Set down each line of the data below exactly as it stands, dropping the pictures.

[[ SUPPLIED MATERIAL, beginning ]]

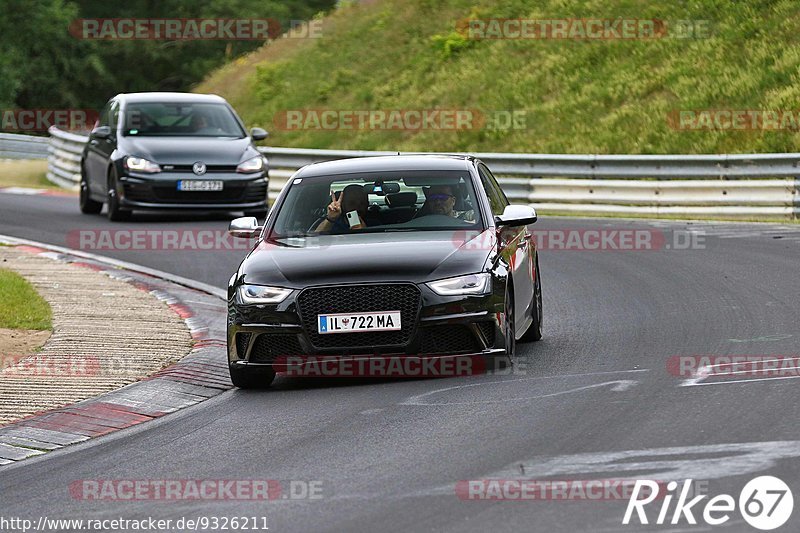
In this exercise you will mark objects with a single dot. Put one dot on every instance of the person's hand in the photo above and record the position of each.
(335, 207)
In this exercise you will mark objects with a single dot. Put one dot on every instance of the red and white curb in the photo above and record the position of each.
(200, 375)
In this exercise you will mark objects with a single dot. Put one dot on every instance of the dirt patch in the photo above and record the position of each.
(16, 344)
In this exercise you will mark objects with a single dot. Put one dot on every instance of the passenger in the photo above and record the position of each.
(441, 200)
(353, 199)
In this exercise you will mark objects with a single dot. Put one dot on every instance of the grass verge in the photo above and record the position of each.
(21, 307)
(25, 173)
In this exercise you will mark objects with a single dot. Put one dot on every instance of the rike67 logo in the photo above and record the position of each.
(766, 503)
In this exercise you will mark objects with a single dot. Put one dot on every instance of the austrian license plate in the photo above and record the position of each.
(200, 185)
(355, 322)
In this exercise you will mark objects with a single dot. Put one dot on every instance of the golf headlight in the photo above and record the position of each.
(138, 164)
(473, 284)
(255, 164)
(259, 294)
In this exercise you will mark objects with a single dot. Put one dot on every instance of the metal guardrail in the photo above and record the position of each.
(15, 146)
(723, 186)
(64, 159)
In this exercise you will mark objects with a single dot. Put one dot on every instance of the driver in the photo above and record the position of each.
(351, 205)
(199, 123)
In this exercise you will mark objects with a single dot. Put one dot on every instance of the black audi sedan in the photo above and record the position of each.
(408, 257)
(172, 151)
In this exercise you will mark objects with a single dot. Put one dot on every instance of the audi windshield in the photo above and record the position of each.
(378, 202)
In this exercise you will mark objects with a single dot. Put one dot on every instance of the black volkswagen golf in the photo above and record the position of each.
(400, 257)
(172, 151)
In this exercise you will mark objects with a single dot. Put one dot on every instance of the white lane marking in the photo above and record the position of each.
(618, 386)
(22, 190)
(711, 461)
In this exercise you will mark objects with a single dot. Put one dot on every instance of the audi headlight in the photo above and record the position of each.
(255, 164)
(259, 294)
(138, 164)
(473, 284)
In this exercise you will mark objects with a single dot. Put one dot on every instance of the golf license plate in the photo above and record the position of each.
(200, 185)
(355, 322)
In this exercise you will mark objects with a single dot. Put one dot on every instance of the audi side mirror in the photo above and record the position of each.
(258, 134)
(102, 132)
(516, 215)
(244, 228)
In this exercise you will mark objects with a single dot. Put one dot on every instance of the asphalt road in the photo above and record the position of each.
(389, 454)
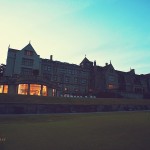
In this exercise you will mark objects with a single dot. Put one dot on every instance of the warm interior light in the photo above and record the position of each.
(5, 89)
(1, 88)
(53, 92)
(35, 89)
(44, 90)
(23, 89)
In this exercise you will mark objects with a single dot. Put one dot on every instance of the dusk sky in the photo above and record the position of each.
(103, 30)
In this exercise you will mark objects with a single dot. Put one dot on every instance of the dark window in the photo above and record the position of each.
(28, 53)
(66, 79)
(26, 71)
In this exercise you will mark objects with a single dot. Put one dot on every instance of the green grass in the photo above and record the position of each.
(93, 131)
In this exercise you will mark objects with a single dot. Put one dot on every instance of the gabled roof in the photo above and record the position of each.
(29, 47)
(85, 60)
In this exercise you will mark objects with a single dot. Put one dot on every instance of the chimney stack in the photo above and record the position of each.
(51, 57)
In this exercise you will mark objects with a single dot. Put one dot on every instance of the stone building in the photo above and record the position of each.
(28, 74)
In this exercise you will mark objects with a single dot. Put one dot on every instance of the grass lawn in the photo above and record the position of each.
(93, 131)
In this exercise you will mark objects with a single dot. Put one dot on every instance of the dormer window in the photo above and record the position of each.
(28, 53)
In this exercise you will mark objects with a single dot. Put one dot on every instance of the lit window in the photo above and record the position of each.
(3, 88)
(28, 53)
(23, 89)
(44, 91)
(110, 86)
(35, 89)
(27, 62)
(53, 92)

[[ SUPPLIED MATERIAL, end ]]

● RESULT FOR THIS EXERCISE
In this exercise you will mark objects with a single dot. Put one dot on every instance of the person's hand in the photo above and record the position of each.
(335, 207)
In this exercise you will mark objects with a single dot. Put one dot on every instance of the red and white curb in the photo above and record the position of each.
(200, 375)
In this exercise you will mark objects with a single dot. Put one dot on every instance of the dirt patch in the photo above and record the position of each.
(16, 344)
In this exercise you will mark objects with a single dot. Put one dot on every instance of the passenger in the photo above and record the position of each.
(441, 200)
(353, 199)
In this exercise you will mark objects with a single dot. Put one dot on every instance of the grass verge in the photo above and record the position of each.
(21, 307)
(25, 173)
In this exercise you will mark objects with a single dot. Put one dot on every instance of the rike67 logo in the photo above and record the position of each.
(766, 503)
In this exercise you will mark objects with a single dot. Put one dot on every instance of the austrian license plate in the photo above and record the position of each.
(200, 185)
(355, 322)
In this exercise you will mark objects with a single dot. Put one dot on every instance of the golf headlight in the photo above and record the position of each.
(138, 164)
(473, 284)
(255, 164)
(259, 294)
In this exercise you will mark objects with a single dot. Put one dot on every instance of the metal guardrail in the photo above and record the position of each.
(15, 146)
(723, 186)
(64, 159)
In this exercise you will mark objects with a single dot. Put one dot on every instance of the driver in the photo above and record the position of each.
(351, 205)
(199, 123)
In this exercise you will mark objects with a single dot. Put one dot on every instance of the black audi sedan in the photo above and record the position of each.
(408, 257)
(172, 151)
In this exercise you will mark objects with a single dot. Put one dot on every instance of the audi windshield in the photo above and record the position of each.
(378, 202)
In this exercise you will mark objects with a single dot. Put one dot on every instance of the black volkswagen golf in the photo above and record the position of each.
(400, 257)
(172, 151)
In this exercise you will mark objects with a single dot. Put one dot on every instance of the white lane marking in the photo above and record the position of each.
(618, 386)
(22, 190)
(711, 461)
In this exercise you will mark objects with a single dot. Put one dot on every instance of the audi headlight in the photo above and record the position of each.
(255, 164)
(259, 294)
(138, 164)
(473, 284)
In this exercise you will mark objects with a single dot. Put one dot on every instance of the golf license plate in the photo above and record the position of each.
(200, 185)
(355, 322)
In this exercise you will mark objects with a single dot. Put one dot on every instance of the audi side mirror in the photo above and record the position of each.
(258, 134)
(102, 132)
(516, 215)
(244, 228)
In this exercise you will mark objects with a single dot. Put one dot on every instance of the asphalt road in the photo above and record the position of each.
(389, 454)
In this exercise you will mark objects with a single dot. Put one dot on every instance of the warm interior light in the photo above and record the position of each.
(5, 89)
(1, 88)
(53, 92)
(35, 89)
(44, 90)
(23, 89)
In this exercise you will mark objects with a single dot. Put one dot on every instance of the dusk sky in the photo above and record the position of each.
(103, 30)
In this exercise you will mark objects with a single dot. Put one dot on every instance of the dark window in the photo above and record the position of each.
(28, 53)
(66, 79)
(26, 71)
In this exercise you will mark objects with a single dot. Put one dot on every instance of the green grass in the photo above and record the position of each.
(93, 131)
In this exercise you will mark objects with a single dot. Put one dot on every instance of the gabled roof in the photo above and record the position of each.
(29, 47)
(85, 60)
In this exercise you will mark objects with a single dot. Put one dot on every instance of the chimney stack in the photo above and record the position of each.
(51, 57)
In this exercise you will mark objects with a single dot. Put one dot on every instance of the stone building in the photo above and record the position of each.
(28, 74)
In this exercise you will mark objects with a single dot. Put one dot on every instance of the grass lawn in the photo above and record the position of each.
(93, 131)
In this exercise you will mark objects with a single dot. Put one dot on every instance of the dormer window in the photo above and record the position of each.
(28, 53)
In this exercise you will mark objects with a single dot. Put one dot on every instance of the lit window in the photo above and record the position of each.
(3, 88)
(28, 53)
(23, 89)
(44, 91)
(110, 86)
(35, 89)
(27, 62)
(53, 92)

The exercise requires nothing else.